### FRAGMENTO SELECCIONADO
ORGANIZACIONES ACTIVAS
Hoy, pese a las políticas de distanciamiento social y a las cuarentenas voluntarias y obligatorias, las comunidades (territoriales, pero también virtuales y temáticas) están desarrollando múltiples acciones colectivas en el contexto de la crisis sanitaria, la que ha evidenciado con mayor crudeza la amplia crisis social que atraviesa el país. Un levantamiento de cien experiencias comunitarias desarrolladas en el contexto de la crisis (http://elci.cl/matriz2020/), realizado por la Escuela de Lideres de Ciudad (ELCI) y el Centro de Estudios Urbano Territoriales (CEUT), muestra no solo que las organizaciones sociales y colectivos informales están activos, sino que cumplen funciones y atienden necesidades personales y colectivas en diversos ámbitos.
En primer lugar, las organizaciones han operado como canales de información y traducción de las políticas públicas, cumpliendo una labor importante al filtrar la enorme cantidad de información disponible, para hacerla más digerible a sus asocia-dos y asociadas. En segundo lugar, desarrollan numerosas iniciativas de cooperación y ayuda solidaria: campañas de recolección y distribución de alimentos, de útiles de aseo e insumos de seguridad; acompaña-miento a personas mayores y ayuda a familias migrantes en situación de precariedad, entre otras. En este ámbito, destaca la recuperación de la práctica de las ‘ollas comunes» que se ha multiplicado por todo el país. En tercer lugar, las organizaciones y redes desarrollan labores de comunicación y educación a través de las redes sociales: organizan programas de debate, foros, conversatorios, cápsulas informativas en torno a derechos, entre muchas otras iniciativas. En cuarto lugar, las organizaciones realizan acciones de control social tanto de las autoridades como de las empresas privadas; por ejemplo, denunciando el incremento arbitrario de precios. Y, finalmente, las comunidades se organizan para desarrollar espacios de intercambio fuera del ámbito del mercado, organizando mercadillos populares, cooperativas de consumo y redes de trueque. Estas últimas se han masificado enormemente y pue-den llegar a tener una amplia cantidad de asociados y asociadas.
Junto con la diversidad de ámbitos en los que se están desplegando, un aspecto relevante de las iniciativas revisadas es que muchas de ellas, cerca de un cincuenta por ciento, están siendo impulsadas por organizaciones, redes y plataformas surgidas a partir del estallido/despertar de octubre de 2019. Estos espacios organizativos desarrollan acciones en varios ámbitos a la vez: de cooperación y ayuda solidaria, de educación y de control ciudadano. En general, son orgánicas que articulan grupos emergentes -especialmente de jóvenes— con organizaciones sociales tradicionales, como juntas de vecinos. La creación de redes entre comunidades temáticas y territoriales es un fenómeno relativamente novedoso para Chile y un buen caldo de cultivo para enfrentar uno de los déficits más notorios del tejido asociativo nacional: su desarticulación.

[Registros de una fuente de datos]
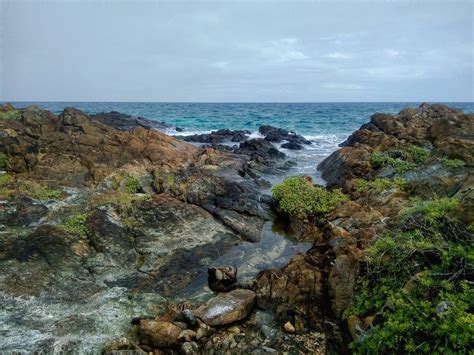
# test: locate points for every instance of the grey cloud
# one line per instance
(236, 51)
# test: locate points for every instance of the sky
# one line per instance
(239, 51)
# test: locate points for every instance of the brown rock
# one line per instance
(227, 308)
(289, 328)
(158, 333)
(341, 282)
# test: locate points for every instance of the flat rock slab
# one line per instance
(227, 308)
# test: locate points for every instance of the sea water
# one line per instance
(326, 124)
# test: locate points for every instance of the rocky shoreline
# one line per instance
(106, 221)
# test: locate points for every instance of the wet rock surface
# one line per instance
(125, 122)
(104, 217)
(227, 308)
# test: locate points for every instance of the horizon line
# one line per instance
(231, 102)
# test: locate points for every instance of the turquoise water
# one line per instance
(327, 124)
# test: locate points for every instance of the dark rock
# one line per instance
(220, 136)
(273, 134)
(222, 279)
(124, 122)
(292, 145)
(227, 308)
(158, 333)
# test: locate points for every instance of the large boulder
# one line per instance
(227, 308)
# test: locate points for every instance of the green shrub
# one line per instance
(298, 197)
(362, 185)
(6, 185)
(10, 115)
(453, 163)
(418, 154)
(386, 159)
(6, 179)
(416, 280)
(132, 185)
(433, 210)
(76, 225)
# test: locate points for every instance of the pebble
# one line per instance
(289, 328)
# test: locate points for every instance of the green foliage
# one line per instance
(6, 185)
(10, 115)
(132, 185)
(298, 197)
(416, 280)
(418, 154)
(433, 210)
(6, 179)
(76, 225)
(3, 160)
(362, 185)
(453, 163)
(400, 166)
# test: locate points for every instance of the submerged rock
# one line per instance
(227, 308)
(222, 279)
(220, 136)
(159, 334)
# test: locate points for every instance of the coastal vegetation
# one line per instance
(298, 197)
(416, 284)
(76, 225)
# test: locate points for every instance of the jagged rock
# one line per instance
(273, 134)
(292, 146)
(159, 334)
(187, 335)
(289, 328)
(220, 136)
(73, 150)
(260, 150)
(341, 282)
(222, 279)
(125, 122)
(227, 308)
(190, 348)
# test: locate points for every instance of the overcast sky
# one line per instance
(248, 51)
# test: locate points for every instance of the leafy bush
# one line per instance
(132, 185)
(298, 197)
(386, 159)
(76, 225)
(6, 179)
(433, 210)
(416, 281)
(453, 163)
(10, 115)
(362, 185)
(418, 154)
(6, 185)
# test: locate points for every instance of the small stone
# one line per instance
(189, 318)
(187, 335)
(202, 333)
(289, 328)
(234, 329)
(227, 308)
(190, 348)
(158, 333)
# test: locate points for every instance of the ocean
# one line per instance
(326, 124)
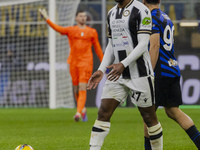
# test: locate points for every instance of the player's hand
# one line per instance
(94, 80)
(116, 71)
(44, 14)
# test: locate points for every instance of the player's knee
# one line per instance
(171, 113)
(150, 120)
(99, 131)
(104, 115)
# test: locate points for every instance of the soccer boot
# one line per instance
(84, 114)
(77, 117)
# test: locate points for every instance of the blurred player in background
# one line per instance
(81, 38)
(167, 72)
(129, 28)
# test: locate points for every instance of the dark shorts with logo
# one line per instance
(168, 92)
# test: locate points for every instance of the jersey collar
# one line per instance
(127, 5)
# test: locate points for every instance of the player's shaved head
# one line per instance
(80, 11)
(154, 2)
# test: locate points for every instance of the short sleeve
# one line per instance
(155, 25)
(144, 21)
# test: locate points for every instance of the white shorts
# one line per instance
(141, 90)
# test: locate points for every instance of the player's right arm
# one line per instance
(154, 42)
(60, 29)
(108, 58)
(154, 48)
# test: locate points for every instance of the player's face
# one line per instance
(81, 18)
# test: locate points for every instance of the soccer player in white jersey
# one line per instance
(129, 28)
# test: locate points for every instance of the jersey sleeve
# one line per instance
(155, 25)
(96, 45)
(60, 29)
(144, 21)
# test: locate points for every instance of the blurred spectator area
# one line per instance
(185, 15)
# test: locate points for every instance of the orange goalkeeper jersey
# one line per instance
(81, 41)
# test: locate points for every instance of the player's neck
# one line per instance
(152, 7)
(81, 26)
(123, 4)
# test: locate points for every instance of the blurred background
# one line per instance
(24, 50)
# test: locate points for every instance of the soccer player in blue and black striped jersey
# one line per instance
(167, 72)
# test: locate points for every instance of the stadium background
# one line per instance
(187, 51)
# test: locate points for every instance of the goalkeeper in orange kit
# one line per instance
(81, 38)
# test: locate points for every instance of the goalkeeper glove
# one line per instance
(44, 14)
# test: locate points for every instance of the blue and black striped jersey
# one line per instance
(167, 65)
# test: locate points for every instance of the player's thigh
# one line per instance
(82, 86)
(115, 90)
(84, 74)
(74, 74)
(142, 91)
(107, 108)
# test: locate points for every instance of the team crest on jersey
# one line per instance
(146, 21)
(126, 13)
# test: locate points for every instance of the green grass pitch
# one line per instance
(46, 129)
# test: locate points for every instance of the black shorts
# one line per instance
(168, 92)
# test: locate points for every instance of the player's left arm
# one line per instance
(144, 29)
(97, 46)
(143, 40)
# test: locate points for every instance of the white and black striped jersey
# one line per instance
(124, 25)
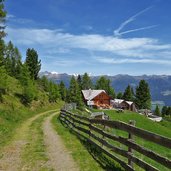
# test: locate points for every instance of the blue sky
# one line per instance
(94, 36)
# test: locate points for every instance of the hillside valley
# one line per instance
(160, 85)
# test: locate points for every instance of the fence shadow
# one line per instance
(104, 161)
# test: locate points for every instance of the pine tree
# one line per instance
(143, 97)
(128, 94)
(157, 111)
(79, 80)
(164, 111)
(168, 112)
(34, 65)
(63, 91)
(29, 88)
(2, 19)
(2, 32)
(86, 82)
(12, 60)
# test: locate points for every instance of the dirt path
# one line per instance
(11, 154)
(59, 157)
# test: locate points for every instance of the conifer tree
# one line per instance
(164, 110)
(79, 80)
(29, 88)
(2, 32)
(34, 65)
(157, 111)
(2, 19)
(63, 91)
(143, 97)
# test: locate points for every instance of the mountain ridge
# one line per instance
(160, 85)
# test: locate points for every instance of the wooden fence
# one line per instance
(95, 127)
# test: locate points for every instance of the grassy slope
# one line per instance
(78, 151)
(162, 128)
(34, 156)
(13, 112)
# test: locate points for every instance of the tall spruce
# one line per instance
(164, 110)
(63, 91)
(157, 111)
(2, 19)
(2, 32)
(79, 80)
(86, 82)
(12, 60)
(33, 63)
(143, 97)
(29, 87)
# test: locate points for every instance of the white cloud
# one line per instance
(122, 61)
(127, 50)
(118, 32)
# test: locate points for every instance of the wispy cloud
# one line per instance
(118, 32)
(55, 43)
(108, 60)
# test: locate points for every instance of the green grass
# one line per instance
(81, 151)
(12, 116)
(34, 155)
(163, 128)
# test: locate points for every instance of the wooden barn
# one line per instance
(123, 104)
(97, 98)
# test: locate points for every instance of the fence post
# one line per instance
(130, 137)
(89, 129)
(103, 137)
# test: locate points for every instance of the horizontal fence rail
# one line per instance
(92, 128)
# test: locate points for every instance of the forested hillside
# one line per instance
(22, 92)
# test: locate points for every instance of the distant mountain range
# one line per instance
(160, 85)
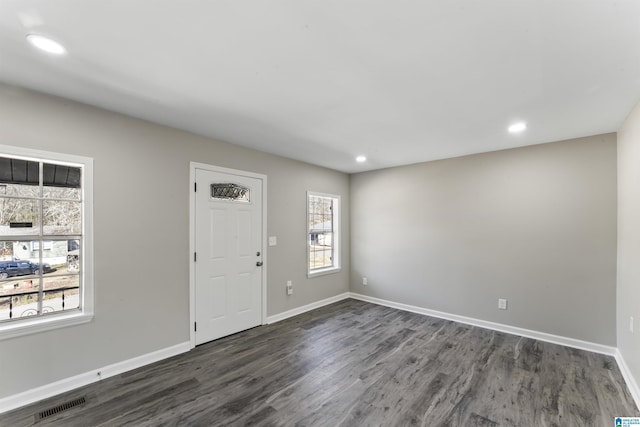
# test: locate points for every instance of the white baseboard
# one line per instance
(299, 310)
(628, 377)
(542, 336)
(49, 390)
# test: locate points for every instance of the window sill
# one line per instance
(323, 272)
(42, 324)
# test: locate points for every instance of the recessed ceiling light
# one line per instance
(517, 127)
(46, 44)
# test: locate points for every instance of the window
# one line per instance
(45, 241)
(323, 238)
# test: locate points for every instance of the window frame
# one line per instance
(336, 237)
(37, 324)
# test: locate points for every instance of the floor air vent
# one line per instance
(60, 408)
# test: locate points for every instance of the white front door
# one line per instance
(228, 259)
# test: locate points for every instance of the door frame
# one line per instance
(192, 241)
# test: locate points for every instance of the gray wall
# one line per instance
(141, 193)
(535, 225)
(628, 290)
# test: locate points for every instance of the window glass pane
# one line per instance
(60, 176)
(19, 297)
(16, 171)
(61, 193)
(7, 189)
(72, 263)
(19, 217)
(61, 217)
(61, 293)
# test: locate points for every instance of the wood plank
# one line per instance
(357, 364)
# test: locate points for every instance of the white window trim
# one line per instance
(35, 325)
(337, 237)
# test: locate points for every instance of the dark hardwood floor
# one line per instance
(357, 364)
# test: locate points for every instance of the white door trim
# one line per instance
(192, 243)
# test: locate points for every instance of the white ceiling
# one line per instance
(400, 81)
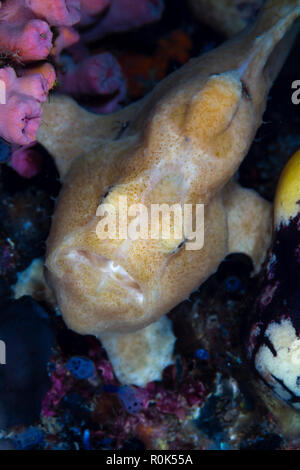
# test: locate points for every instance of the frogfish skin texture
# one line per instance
(182, 144)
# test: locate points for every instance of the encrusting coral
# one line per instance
(274, 343)
(181, 144)
(228, 17)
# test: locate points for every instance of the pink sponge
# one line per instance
(56, 12)
(20, 115)
(26, 161)
(29, 41)
(96, 75)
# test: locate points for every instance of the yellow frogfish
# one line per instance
(179, 146)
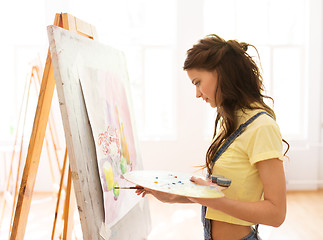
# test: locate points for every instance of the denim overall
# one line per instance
(207, 222)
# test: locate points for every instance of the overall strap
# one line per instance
(236, 134)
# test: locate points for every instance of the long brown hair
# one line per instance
(239, 83)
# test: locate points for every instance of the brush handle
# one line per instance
(128, 188)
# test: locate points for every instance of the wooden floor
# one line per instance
(182, 221)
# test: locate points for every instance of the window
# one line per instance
(277, 29)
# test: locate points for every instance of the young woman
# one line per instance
(246, 146)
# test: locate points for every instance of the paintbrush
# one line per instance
(128, 188)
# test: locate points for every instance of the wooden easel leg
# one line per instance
(59, 194)
(34, 151)
(27, 86)
(67, 214)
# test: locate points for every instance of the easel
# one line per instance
(71, 23)
(34, 79)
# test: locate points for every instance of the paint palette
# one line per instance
(172, 182)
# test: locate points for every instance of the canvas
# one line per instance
(93, 91)
(108, 110)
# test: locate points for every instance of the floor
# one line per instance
(182, 221)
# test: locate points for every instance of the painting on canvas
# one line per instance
(109, 112)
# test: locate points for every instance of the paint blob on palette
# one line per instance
(178, 183)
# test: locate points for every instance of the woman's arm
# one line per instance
(271, 211)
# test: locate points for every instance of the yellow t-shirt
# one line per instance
(260, 141)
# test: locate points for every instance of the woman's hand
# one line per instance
(206, 182)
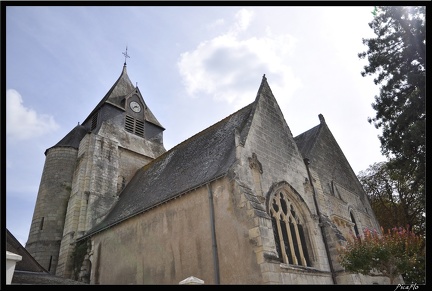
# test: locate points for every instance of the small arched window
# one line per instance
(355, 225)
(289, 230)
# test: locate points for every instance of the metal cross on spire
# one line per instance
(126, 55)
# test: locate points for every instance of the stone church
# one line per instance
(241, 202)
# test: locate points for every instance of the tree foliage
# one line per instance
(396, 252)
(392, 198)
(397, 59)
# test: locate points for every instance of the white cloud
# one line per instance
(25, 123)
(229, 68)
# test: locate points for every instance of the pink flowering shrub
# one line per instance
(392, 254)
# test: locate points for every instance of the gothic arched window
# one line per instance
(289, 230)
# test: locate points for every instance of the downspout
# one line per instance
(213, 232)
(307, 162)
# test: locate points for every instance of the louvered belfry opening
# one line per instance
(134, 125)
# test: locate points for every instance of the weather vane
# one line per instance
(126, 55)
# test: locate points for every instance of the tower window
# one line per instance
(134, 125)
(94, 121)
(289, 232)
(41, 225)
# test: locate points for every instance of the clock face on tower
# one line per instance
(135, 106)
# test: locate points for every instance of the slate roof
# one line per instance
(306, 140)
(204, 157)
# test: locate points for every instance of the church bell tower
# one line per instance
(85, 172)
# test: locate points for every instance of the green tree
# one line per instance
(397, 59)
(396, 252)
(392, 198)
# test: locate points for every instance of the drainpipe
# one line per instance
(307, 162)
(213, 232)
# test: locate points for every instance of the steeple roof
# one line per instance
(117, 94)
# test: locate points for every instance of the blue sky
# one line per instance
(194, 66)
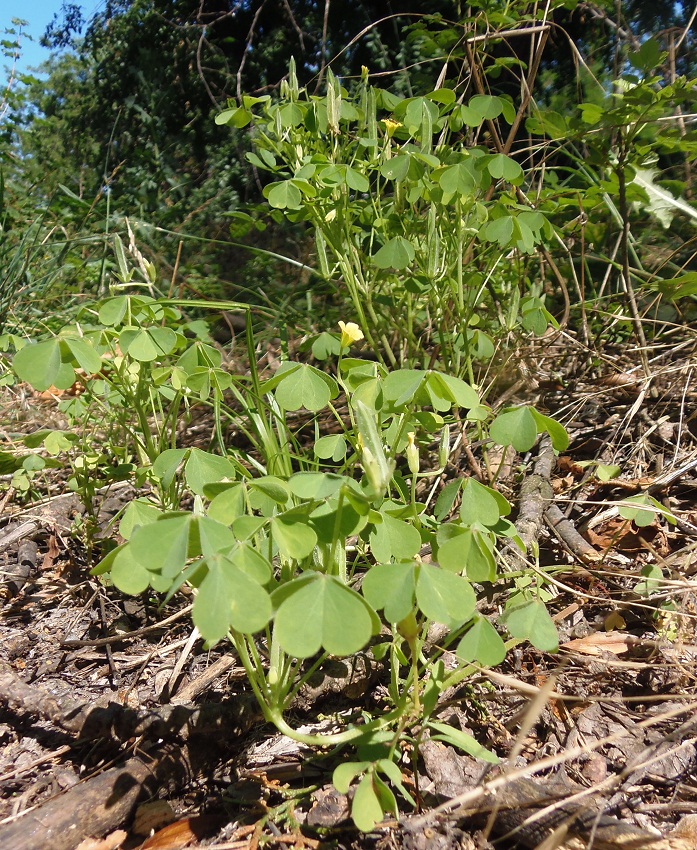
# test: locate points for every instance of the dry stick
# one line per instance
(155, 627)
(94, 807)
(624, 251)
(473, 796)
(536, 495)
(118, 722)
(505, 149)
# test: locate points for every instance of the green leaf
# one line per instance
(502, 167)
(642, 510)
(41, 365)
(166, 464)
(318, 611)
(283, 195)
(229, 598)
(397, 254)
(139, 512)
(556, 431)
(163, 546)
(314, 486)
(228, 505)
(306, 387)
(85, 355)
(514, 427)
(401, 386)
(213, 536)
(531, 621)
(113, 310)
(463, 741)
(146, 345)
(458, 179)
(10, 462)
(444, 596)
(486, 105)
(481, 504)
(482, 644)
(499, 230)
(391, 586)
(128, 574)
(606, 472)
(395, 168)
(446, 498)
(251, 562)
(460, 392)
(331, 447)
(294, 537)
(366, 809)
(345, 773)
(470, 552)
(394, 539)
(205, 468)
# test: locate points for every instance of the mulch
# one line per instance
(119, 729)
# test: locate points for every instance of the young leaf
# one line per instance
(227, 598)
(346, 772)
(127, 574)
(306, 387)
(394, 539)
(515, 427)
(366, 809)
(205, 468)
(293, 535)
(41, 365)
(482, 644)
(481, 504)
(163, 546)
(531, 621)
(318, 611)
(556, 431)
(391, 586)
(443, 596)
(397, 254)
(463, 741)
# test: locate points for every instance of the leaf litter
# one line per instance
(597, 742)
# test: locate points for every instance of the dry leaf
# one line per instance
(183, 832)
(111, 842)
(152, 816)
(614, 620)
(598, 642)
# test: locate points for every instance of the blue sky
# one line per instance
(39, 14)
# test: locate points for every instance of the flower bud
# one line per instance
(412, 454)
(444, 447)
(350, 333)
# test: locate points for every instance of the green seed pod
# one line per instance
(412, 454)
(444, 447)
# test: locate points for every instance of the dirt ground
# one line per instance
(118, 729)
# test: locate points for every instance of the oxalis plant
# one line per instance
(303, 552)
(412, 219)
(293, 569)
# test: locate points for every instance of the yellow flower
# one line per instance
(350, 333)
(390, 126)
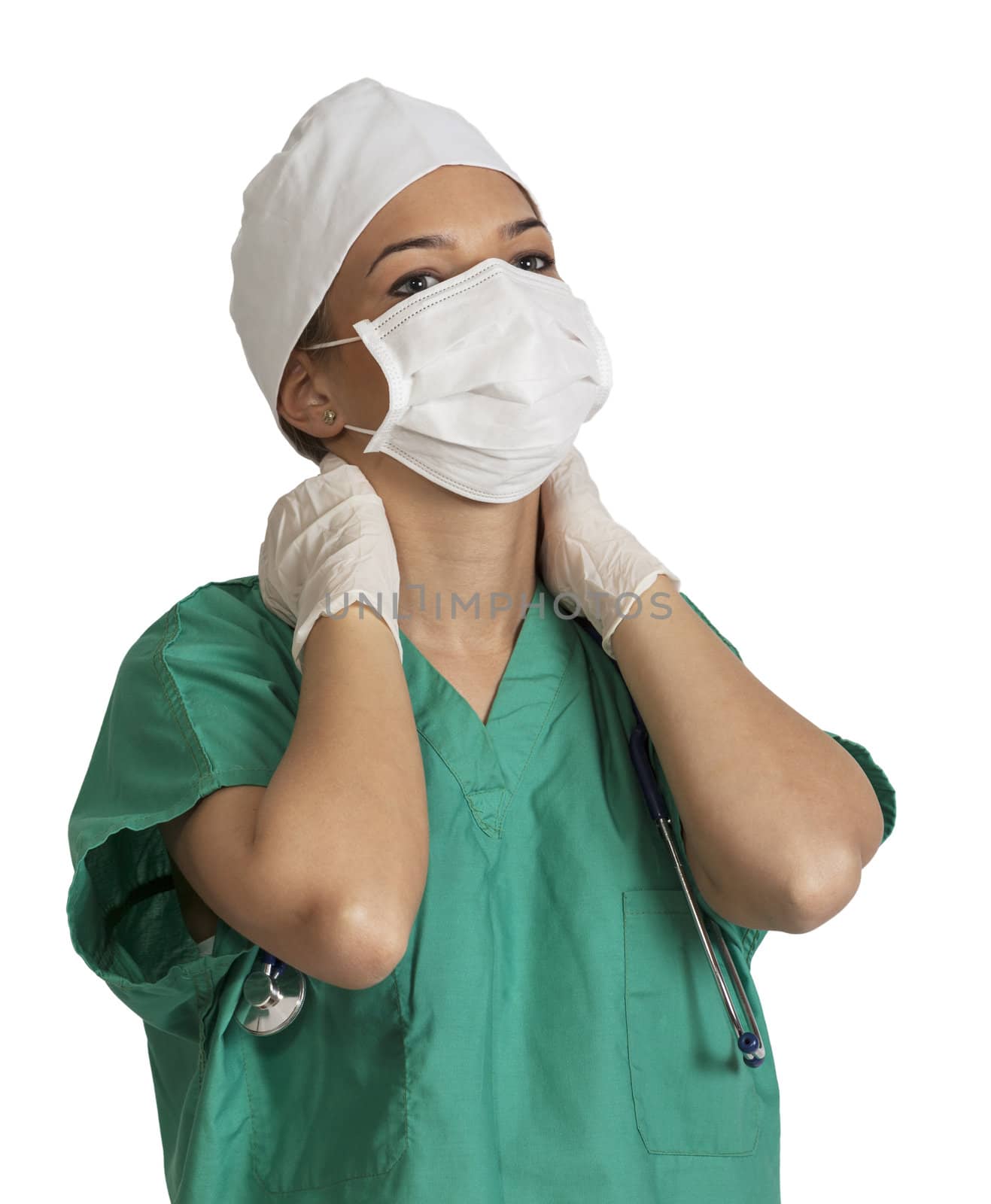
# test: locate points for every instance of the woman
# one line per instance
(425, 807)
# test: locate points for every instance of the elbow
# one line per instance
(820, 891)
(360, 945)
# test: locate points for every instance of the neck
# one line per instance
(467, 569)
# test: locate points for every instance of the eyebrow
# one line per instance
(439, 241)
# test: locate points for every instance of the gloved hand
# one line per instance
(327, 537)
(587, 554)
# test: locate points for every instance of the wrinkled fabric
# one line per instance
(491, 375)
(343, 160)
(553, 1032)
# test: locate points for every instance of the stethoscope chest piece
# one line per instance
(271, 999)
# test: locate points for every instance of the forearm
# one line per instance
(346, 810)
(778, 818)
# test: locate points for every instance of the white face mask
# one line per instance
(491, 375)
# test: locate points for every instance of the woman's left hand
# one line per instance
(589, 557)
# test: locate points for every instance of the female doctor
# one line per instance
(397, 760)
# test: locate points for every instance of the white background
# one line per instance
(780, 217)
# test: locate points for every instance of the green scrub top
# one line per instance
(553, 1032)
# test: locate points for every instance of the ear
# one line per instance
(305, 397)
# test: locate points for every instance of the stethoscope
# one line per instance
(274, 993)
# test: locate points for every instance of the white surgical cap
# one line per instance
(346, 158)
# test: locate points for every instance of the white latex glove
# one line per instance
(329, 537)
(587, 554)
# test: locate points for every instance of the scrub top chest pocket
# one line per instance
(692, 1093)
(327, 1095)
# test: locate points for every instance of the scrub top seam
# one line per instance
(515, 790)
(174, 698)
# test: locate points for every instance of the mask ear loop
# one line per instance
(336, 342)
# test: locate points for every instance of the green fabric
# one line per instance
(553, 1033)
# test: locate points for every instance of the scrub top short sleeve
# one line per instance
(750, 938)
(206, 698)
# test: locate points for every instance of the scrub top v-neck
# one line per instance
(553, 1032)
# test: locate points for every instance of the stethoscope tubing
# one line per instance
(265, 987)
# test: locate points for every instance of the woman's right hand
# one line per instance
(328, 545)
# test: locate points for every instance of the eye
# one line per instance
(400, 288)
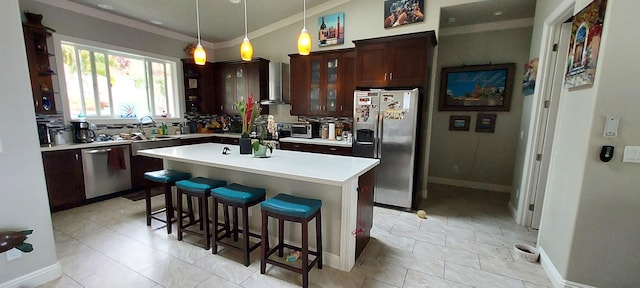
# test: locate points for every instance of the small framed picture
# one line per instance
(459, 123)
(486, 123)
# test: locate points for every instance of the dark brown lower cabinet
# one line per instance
(366, 189)
(324, 149)
(64, 177)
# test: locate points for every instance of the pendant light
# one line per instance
(199, 55)
(304, 41)
(246, 50)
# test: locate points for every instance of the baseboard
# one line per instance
(35, 278)
(470, 184)
(554, 275)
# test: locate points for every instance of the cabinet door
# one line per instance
(371, 65)
(64, 178)
(299, 82)
(408, 65)
(347, 84)
(199, 87)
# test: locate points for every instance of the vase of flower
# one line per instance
(248, 111)
(245, 144)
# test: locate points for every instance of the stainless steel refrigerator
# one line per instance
(386, 127)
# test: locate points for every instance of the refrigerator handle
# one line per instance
(379, 136)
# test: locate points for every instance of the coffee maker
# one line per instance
(82, 132)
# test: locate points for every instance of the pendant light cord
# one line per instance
(198, 19)
(245, 19)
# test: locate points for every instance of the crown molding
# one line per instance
(110, 17)
(484, 27)
(283, 23)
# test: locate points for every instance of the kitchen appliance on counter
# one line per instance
(82, 132)
(106, 170)
(305, 130)
(386, 127)
(44, 134)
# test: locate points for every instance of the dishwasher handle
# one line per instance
(97, 151)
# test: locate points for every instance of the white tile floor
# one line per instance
(466, 241)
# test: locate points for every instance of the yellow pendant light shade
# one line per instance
(304, 43)
(199, 55)
(304, 40)
(246, 50)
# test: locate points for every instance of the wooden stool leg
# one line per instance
(200, 209)
(280, 237)
(169, 205)
(319, 238)
(147, 196)
(204, 214)
(245, 233)
(265, 243)
(227, 229)
(214, 235)
(305, 253)
(235, 223)
(179, 205)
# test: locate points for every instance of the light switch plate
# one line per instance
(631, 154)
(611, 126)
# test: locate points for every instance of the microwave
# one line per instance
(305, 130)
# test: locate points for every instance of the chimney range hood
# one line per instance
(278, 84)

### REQUISITOS DEL EJERCICIO
a – Devuelve cada línea de los registros que contenga la cadena "woman". Distingue entre mayúsculas y minúsculas.
b – Prosigue el texto sobre las organizaciones comunitarias durante la crisis a partir de su última oración.

### RESPUESTAS ESCRITAS
a –
# test: locate points for every instance of the young woman
# test: locate points for every instance of the woman's arm
# test: locate points for every instance of the woman's hand
# test: locate points for every instance of the woman
# test: locate points for every instance of the woman's left hand
# test: locate points for every instance of the woman's right hand

b –
POLÍTICAS PÚBLICAS
Revisar la multitud de experiencias comunitarias que se están desarrollando en el contexto de esta crisis parece un déjà vu. Cada vez que se evidencian las insuficiencias (o impertinencias) del Estado y del mercado para abordar los problemas de la sociedad, especialmente en crisis, emerge la tercera columna: la comunidad. Cada vez que esto ocurre, algunas personas intentamos hacer notar la urgente necesidad de establecer políticas públicas que promuevan —o al menos faciliten (y no obstaculicen)— la acción comunitaria. Lo seguiremos haciendo porque creemos que, junto con construir un consenso político respecto del papel del Estado en la provisión de bienestar social y material, debemos construir un nuevo acuerdo en tomo a la participación de la propia sociedad, sus comunidades y grupos, en la construcción de ese bienestar.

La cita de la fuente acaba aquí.